▶ Task description
Please count how many lines of the data include the word "woman". Give only that number in reply.

▶ Materials provided
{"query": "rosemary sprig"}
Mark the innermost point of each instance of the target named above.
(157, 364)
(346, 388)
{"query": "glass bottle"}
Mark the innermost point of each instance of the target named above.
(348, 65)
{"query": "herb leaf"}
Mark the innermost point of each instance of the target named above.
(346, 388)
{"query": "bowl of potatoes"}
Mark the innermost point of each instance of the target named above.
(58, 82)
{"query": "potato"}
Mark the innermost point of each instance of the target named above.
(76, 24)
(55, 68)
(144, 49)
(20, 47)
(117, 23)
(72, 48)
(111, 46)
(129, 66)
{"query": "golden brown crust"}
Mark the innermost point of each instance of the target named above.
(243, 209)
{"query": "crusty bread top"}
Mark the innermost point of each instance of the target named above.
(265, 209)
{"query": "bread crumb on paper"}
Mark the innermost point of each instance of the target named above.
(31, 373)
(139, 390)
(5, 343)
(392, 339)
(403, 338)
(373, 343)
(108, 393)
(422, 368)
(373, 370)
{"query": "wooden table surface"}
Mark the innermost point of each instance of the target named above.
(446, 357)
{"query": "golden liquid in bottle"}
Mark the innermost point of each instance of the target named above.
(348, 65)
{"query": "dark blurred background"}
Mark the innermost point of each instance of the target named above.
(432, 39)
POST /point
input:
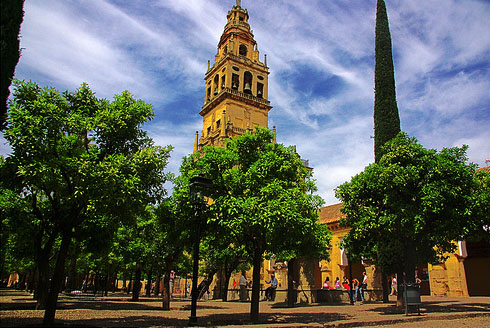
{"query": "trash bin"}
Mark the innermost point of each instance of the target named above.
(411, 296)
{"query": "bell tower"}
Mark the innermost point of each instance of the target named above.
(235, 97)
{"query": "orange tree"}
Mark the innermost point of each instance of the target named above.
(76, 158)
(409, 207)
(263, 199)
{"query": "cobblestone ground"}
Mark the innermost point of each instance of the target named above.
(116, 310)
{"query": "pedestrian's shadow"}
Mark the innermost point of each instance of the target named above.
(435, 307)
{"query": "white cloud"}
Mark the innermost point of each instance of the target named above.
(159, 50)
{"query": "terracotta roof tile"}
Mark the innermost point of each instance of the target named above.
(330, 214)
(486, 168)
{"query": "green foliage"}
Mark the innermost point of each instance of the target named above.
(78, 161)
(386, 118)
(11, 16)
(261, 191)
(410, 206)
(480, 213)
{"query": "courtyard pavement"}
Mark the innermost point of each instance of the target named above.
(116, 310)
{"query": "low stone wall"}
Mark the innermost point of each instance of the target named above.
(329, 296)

---

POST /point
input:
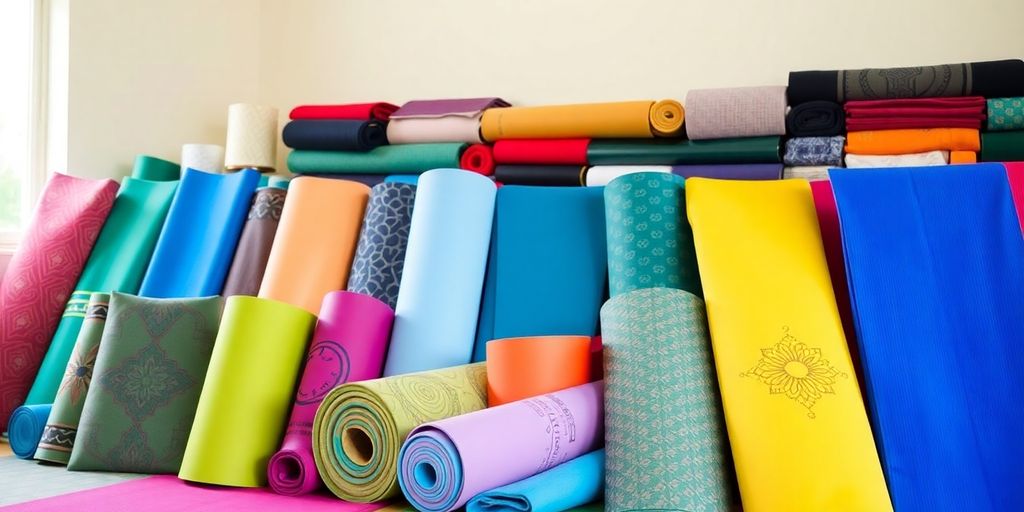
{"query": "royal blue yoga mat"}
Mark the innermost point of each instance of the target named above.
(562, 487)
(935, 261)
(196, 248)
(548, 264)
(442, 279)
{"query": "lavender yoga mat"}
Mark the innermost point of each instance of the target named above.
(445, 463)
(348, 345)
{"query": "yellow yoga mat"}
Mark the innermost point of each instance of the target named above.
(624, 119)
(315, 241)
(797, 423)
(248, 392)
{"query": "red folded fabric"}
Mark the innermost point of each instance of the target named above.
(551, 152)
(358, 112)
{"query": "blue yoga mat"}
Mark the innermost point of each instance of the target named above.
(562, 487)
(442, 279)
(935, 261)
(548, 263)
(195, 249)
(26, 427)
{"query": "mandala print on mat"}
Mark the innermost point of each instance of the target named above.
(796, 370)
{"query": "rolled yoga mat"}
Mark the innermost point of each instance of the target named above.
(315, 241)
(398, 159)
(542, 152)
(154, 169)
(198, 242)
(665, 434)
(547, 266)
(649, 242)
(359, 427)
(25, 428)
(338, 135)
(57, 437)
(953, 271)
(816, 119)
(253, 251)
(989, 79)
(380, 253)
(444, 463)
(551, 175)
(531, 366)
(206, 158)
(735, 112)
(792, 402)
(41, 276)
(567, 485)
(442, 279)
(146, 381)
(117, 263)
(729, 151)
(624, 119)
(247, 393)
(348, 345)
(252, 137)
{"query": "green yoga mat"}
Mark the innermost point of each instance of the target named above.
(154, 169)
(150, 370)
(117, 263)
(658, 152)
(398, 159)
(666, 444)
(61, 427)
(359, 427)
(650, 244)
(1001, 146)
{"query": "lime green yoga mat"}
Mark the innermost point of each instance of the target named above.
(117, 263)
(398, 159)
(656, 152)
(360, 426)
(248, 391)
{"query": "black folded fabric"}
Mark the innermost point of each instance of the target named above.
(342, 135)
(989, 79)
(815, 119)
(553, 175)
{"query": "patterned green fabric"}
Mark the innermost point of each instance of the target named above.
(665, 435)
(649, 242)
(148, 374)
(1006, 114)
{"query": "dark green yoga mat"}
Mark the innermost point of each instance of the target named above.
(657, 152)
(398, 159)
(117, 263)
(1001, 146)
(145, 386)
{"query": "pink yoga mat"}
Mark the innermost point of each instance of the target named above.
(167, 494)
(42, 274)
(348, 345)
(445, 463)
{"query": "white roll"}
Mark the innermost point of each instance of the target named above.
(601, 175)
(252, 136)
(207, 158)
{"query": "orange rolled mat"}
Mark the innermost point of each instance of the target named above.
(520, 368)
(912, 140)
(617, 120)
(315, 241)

==

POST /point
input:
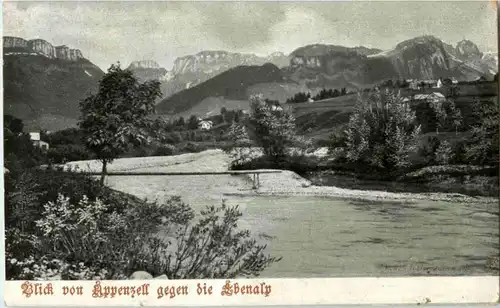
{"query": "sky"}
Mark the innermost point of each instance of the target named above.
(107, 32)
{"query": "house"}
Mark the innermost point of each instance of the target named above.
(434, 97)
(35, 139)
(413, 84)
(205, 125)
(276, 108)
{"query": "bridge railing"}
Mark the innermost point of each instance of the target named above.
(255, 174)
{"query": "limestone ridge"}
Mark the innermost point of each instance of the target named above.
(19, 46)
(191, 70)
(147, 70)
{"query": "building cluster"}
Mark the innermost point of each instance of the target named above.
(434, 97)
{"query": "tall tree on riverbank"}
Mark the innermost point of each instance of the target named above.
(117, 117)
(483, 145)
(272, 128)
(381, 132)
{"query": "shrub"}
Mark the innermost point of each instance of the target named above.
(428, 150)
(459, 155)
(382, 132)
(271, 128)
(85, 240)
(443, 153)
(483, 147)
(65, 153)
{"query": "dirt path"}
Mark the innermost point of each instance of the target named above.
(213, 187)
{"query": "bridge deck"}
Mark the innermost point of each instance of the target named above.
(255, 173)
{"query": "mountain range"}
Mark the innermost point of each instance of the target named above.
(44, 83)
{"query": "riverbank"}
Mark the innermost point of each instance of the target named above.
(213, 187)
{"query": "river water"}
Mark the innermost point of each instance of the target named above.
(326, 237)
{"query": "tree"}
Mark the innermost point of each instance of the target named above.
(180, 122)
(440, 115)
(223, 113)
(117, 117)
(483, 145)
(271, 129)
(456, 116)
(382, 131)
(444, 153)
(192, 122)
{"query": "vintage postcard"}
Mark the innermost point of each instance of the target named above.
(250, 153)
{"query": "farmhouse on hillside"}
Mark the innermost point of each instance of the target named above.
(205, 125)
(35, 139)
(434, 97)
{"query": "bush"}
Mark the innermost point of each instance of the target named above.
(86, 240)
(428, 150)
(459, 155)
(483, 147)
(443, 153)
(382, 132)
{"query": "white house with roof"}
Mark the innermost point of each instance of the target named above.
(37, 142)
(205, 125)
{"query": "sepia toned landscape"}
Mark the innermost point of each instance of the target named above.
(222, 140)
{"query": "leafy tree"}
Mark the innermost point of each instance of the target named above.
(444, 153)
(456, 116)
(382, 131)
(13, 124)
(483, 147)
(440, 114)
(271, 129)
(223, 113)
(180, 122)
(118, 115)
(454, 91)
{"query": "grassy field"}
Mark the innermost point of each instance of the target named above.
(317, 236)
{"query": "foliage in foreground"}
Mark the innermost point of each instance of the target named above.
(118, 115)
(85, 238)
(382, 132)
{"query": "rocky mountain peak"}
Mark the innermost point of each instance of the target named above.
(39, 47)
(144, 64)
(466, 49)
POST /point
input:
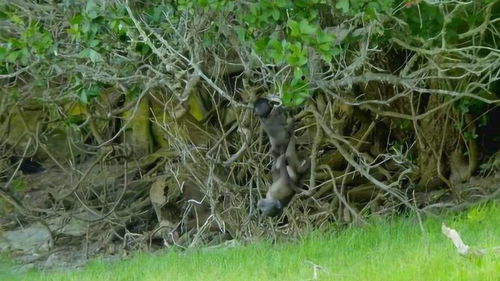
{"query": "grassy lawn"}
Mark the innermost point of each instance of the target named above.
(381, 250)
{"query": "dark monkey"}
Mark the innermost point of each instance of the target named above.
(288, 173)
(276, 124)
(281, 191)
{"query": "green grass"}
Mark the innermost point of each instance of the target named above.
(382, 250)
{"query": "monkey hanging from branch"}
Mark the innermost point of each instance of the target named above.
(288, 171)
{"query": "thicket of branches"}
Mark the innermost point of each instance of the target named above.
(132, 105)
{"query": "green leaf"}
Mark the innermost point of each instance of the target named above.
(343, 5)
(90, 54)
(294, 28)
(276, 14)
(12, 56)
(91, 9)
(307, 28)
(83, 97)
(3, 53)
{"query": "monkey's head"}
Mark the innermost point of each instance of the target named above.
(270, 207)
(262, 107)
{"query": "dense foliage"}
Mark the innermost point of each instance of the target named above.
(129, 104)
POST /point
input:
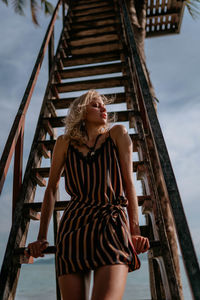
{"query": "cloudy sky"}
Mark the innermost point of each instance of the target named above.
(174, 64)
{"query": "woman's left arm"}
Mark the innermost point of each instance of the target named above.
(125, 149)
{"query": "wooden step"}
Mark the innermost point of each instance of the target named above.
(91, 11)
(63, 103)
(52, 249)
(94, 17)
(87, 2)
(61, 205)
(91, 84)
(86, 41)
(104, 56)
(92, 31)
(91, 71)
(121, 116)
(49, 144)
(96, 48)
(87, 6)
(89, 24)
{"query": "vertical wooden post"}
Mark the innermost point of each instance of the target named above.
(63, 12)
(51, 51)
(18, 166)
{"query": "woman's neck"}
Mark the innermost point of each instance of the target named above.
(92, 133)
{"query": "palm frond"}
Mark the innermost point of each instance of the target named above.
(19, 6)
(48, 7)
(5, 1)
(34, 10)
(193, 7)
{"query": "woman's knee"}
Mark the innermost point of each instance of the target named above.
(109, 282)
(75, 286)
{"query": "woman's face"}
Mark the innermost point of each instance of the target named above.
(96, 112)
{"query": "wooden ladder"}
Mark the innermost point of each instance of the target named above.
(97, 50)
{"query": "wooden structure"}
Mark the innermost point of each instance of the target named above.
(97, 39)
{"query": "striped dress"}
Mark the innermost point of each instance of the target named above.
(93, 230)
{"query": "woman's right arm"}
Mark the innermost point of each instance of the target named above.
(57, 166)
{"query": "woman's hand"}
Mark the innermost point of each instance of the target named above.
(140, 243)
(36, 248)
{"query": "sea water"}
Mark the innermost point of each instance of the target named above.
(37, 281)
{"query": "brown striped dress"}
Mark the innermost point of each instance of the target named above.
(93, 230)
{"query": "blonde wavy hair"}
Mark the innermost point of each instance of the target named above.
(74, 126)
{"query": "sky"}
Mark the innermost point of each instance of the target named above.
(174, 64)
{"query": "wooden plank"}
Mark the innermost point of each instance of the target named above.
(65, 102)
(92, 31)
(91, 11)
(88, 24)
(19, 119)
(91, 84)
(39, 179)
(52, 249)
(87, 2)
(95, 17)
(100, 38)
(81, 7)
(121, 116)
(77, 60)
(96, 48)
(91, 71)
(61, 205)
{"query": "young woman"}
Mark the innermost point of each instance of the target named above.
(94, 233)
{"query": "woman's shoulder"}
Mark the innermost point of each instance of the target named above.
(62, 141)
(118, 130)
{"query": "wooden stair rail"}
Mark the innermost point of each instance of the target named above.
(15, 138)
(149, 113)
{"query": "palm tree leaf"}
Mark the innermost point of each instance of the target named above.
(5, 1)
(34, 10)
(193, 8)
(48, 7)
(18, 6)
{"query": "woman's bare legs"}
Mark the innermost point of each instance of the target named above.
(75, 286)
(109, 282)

▶ Exercise result
9